### [Document segment]
☆ ☆ ☆ ☆ ☆ ☆ ☆

Given a string consisting of only vowels, find the longest subsequence in the given string such that it consists of all five vowels and is a sequence of one or more a’s, followed by one or more e’s, followed by one or more i’s, followed by one or more o’s and followed by one or more u’s. 

If there is more than one longest subsequence, print any one.

Examples:  

Input :  str = "aeiaaioooaauuaeiou" 
Output :  {a, a, a, a, a, a, e, i, o, u}
There are two possible outputs in this case: 
{a, a, a, a, a, a, e, i, o, u} and, 
{a, e, i, i, o, o, o, u, u, u}
each of length 10

Input : str = "aaauuiieeou"
Output : No subsequence possible

Approach: 
We loop through all the characters in the string recursively and follow the given conditions: 

  1. If the subsequence is empty, we include the vowel at the current index only if it is ‘a’. Otherwise, we move on to the next index.
  2. If the vowel at the current index is same as the last vowel included in the subsequence, we include it.
  3. If the vowel at the current index is the next possible vowel (i.e a–> e–> i–> o–> u ) after the last vowel included in the subsequence, we have two options: either include it or move on to the next index. Hence we choose the one which gives the longest subsequence.
  4. If none of the above conditions is satisfied, we move on to the next index (to avoid invalid ordering of vowels in the subsequence).
  5. If we have reached the end of the string, we check if the current subsequence is valid or not. If it is valid (i.e if it contains all the vowels), we return it, else we return an empty list.

Method 1 



Below is the implementation of the above approach:  

C++




// C++ program to find the longest subsequence
// of vowels in the specified order
#include <bits/stdc++.h>
using namespace std;
 
vector<char> vowels = { 'a', 'e', 'i', 'o', 'u' };
 
// Mapping values for vowels
map<char, int> mapping = { { 'a', 0 }, { 'e', 1 },
                           { 'i', 2 }, { 'o', 3 },
                           { 'u', 4 } };
  
// Function to check if given subsequence
// contains all the vowels or not
bool isValidSequence(string subList)
{
    for(char c : vowels)
    {
         
        // not contain vowel
        if (subList.find(c) == std::string::npos)
            return 0;
    
    return 1;
}
 
// Function to find the longest subsequence
// of vowels in the given string in specified
// order
string longestSubsequence(string str,
                          string subList,
                          int index)
{
     
    // If we have reached the end of the
    // string, return the subsequence
    // if it is valid, else return an
    // empty list
    int len = str.length();
     
    if (index >= len)
    {
        if (isValidSequence(subList))
            return subList;
        else
            return "";
    }
     
    // If there is no vowel in the
    // subsequence yet, add vowel
    // at current index if it is 'a',
    // else move on to the next character
    // in the string 
    else if (subList.size() == 0)
   {
       if (str[index] != 'a')

☆ ☆ ☆ ☆ ☆ ☆ ☆

### [Listing]
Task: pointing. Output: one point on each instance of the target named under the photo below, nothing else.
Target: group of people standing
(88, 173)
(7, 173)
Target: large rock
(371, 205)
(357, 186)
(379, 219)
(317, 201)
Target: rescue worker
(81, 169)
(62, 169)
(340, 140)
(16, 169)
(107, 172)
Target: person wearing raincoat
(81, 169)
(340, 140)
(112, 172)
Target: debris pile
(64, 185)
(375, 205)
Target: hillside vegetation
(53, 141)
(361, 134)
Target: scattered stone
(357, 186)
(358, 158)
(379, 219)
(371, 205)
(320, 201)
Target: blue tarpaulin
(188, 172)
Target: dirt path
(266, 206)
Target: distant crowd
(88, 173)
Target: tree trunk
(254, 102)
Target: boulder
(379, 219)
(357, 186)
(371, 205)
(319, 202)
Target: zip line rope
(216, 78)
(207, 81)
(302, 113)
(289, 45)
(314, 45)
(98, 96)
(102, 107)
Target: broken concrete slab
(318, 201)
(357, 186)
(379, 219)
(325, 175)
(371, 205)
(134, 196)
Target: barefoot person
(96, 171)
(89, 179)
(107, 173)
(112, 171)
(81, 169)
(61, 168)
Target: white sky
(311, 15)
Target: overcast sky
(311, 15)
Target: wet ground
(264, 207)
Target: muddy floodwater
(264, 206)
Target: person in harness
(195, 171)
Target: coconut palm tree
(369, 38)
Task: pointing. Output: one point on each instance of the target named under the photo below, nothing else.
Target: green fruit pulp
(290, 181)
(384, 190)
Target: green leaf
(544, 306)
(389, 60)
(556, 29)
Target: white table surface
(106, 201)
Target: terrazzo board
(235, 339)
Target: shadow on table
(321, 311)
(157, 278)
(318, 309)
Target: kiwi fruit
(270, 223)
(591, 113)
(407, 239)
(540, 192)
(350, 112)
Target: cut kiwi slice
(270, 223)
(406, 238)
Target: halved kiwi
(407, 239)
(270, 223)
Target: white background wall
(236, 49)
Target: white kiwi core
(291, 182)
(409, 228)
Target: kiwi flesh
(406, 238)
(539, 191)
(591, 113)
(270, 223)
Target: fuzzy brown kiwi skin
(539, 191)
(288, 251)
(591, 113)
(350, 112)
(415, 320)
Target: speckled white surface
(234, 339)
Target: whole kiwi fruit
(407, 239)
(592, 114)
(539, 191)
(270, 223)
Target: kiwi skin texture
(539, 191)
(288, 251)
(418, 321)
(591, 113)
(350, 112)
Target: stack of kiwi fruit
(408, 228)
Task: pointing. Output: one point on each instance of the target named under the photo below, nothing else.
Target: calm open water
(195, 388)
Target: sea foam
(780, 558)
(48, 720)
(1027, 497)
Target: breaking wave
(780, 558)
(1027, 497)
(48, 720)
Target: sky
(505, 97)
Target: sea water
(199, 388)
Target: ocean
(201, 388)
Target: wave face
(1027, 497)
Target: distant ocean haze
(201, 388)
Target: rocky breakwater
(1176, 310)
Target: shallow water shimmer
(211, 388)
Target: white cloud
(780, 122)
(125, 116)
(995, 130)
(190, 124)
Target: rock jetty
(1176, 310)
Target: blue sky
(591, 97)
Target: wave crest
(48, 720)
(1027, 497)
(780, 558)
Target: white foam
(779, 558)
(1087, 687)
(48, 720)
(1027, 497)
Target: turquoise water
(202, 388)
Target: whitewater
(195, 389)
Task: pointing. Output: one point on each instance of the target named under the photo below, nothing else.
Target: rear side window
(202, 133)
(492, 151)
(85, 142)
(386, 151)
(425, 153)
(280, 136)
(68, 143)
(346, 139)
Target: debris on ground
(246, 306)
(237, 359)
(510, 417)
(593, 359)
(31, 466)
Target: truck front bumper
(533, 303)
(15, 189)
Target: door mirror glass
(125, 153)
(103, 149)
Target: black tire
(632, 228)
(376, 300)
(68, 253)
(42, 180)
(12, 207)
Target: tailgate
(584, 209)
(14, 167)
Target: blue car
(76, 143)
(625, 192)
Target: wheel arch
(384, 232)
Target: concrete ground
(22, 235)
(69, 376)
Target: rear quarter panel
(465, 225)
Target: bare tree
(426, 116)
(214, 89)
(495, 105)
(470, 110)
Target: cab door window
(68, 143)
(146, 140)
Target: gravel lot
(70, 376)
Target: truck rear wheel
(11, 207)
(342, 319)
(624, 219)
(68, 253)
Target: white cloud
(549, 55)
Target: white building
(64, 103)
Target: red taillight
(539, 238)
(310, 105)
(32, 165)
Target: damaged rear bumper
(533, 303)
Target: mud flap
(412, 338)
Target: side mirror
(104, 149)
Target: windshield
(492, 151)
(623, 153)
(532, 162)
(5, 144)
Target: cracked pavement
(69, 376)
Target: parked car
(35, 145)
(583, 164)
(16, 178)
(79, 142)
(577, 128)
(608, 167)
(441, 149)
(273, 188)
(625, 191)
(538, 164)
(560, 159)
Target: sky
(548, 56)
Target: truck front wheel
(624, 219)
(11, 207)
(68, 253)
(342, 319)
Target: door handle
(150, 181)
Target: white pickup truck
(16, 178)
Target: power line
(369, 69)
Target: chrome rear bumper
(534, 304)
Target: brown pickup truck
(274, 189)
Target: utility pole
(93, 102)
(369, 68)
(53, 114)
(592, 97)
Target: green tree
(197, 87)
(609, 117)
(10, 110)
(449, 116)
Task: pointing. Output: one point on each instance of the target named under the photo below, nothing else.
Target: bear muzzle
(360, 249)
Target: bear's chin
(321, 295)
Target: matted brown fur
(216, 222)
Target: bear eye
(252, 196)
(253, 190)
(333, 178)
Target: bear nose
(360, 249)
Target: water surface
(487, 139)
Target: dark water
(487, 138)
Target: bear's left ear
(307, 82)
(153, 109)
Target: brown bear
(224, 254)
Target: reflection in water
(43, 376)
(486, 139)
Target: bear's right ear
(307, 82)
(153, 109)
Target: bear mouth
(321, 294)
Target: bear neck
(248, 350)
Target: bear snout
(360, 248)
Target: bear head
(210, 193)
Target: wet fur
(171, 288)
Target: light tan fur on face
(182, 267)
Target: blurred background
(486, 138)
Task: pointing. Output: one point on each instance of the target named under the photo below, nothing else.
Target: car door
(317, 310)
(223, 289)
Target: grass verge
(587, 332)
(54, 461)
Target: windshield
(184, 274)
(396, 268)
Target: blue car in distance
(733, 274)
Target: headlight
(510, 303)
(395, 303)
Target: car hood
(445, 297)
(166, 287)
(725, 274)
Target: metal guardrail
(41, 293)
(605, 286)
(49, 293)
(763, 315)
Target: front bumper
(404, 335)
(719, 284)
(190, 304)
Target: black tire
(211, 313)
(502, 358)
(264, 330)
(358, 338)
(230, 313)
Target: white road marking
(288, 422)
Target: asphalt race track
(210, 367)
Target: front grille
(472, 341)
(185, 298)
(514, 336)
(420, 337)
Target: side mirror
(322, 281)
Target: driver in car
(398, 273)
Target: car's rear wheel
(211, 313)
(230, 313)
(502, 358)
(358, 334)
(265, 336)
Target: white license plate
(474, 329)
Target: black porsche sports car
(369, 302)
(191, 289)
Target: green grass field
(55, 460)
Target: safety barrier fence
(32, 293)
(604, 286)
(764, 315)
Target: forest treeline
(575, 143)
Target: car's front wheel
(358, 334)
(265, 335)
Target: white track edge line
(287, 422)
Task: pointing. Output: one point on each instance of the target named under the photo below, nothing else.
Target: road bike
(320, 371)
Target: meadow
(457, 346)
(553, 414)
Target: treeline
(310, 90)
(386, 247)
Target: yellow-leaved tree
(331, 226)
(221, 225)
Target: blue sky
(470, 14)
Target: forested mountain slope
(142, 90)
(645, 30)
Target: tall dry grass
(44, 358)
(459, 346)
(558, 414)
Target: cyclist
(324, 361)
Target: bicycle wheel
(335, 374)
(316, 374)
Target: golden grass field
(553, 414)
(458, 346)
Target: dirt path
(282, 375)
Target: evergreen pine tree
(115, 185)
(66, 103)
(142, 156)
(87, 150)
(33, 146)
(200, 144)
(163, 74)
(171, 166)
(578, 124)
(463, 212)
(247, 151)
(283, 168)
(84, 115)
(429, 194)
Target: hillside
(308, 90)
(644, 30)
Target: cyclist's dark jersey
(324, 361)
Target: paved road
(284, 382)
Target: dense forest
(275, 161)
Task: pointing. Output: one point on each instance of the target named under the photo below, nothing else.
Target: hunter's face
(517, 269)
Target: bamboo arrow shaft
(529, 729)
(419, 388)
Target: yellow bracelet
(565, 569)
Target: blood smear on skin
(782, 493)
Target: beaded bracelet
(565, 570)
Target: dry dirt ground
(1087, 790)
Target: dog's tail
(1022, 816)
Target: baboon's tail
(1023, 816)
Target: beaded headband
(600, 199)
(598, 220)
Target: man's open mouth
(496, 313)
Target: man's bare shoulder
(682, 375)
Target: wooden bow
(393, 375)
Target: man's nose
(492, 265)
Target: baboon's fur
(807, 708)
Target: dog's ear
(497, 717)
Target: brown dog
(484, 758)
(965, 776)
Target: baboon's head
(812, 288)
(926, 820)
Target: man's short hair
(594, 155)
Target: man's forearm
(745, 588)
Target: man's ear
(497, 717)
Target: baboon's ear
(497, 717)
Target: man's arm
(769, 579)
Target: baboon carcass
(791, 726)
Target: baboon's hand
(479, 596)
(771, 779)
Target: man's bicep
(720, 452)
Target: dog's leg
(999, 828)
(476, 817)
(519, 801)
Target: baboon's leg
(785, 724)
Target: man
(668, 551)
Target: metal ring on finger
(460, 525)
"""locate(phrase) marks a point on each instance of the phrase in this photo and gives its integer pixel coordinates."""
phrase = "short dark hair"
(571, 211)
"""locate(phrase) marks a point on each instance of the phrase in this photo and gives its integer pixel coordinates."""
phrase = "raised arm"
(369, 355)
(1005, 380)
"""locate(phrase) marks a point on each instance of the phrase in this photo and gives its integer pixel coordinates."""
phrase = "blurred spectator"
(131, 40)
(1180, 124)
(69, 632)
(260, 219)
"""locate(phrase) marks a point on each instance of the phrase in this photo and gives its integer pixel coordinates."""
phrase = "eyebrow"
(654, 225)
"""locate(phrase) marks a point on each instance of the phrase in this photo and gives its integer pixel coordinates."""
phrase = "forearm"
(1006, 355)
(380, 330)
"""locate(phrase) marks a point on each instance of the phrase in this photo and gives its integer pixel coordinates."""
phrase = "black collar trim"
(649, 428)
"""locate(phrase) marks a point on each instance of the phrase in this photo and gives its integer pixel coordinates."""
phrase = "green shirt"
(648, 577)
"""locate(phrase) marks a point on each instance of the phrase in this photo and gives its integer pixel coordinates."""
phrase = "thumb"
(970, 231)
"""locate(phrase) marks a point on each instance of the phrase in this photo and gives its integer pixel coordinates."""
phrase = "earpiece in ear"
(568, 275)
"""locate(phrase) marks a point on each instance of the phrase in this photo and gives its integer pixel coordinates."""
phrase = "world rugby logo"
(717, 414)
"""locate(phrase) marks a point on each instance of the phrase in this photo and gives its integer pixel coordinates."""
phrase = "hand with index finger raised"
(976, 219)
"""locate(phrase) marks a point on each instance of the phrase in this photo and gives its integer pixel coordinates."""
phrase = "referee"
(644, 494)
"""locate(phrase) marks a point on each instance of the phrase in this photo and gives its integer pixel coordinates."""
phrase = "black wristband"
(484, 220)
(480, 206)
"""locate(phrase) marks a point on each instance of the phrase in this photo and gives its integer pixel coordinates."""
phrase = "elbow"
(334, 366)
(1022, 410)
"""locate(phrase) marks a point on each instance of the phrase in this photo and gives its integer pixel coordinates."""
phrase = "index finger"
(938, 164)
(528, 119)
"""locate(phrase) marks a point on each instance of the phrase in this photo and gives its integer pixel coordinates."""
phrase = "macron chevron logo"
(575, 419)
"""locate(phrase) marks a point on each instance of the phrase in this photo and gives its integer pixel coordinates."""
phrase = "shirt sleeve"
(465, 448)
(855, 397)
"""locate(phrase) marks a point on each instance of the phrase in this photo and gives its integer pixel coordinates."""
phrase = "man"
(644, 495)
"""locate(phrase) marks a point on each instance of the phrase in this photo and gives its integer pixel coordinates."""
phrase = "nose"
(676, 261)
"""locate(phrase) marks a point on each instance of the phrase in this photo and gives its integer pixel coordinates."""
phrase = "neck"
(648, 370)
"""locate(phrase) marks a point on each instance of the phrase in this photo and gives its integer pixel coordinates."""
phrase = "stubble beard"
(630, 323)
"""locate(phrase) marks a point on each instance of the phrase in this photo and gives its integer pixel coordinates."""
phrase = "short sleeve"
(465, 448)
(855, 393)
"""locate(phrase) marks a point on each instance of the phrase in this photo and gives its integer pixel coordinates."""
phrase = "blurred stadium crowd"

☆ ☆ ☆ ☆ ☆ ☆ ☆

### [What needs to be done]
Answer these questions using the text on the longest vowel subsequence, numbering your answers to match:
1. What output does the text give for the input "aaauuiieeou"?
2. What length does each of the two possible outputs for the input "aeiaaioooaauuaeiou" have?
3. When the end of the string is reached and the current subsequence is not valid, what does the approach return?

### [Answer to this task]
1. No subsequence possible
2. 10
3. An empty list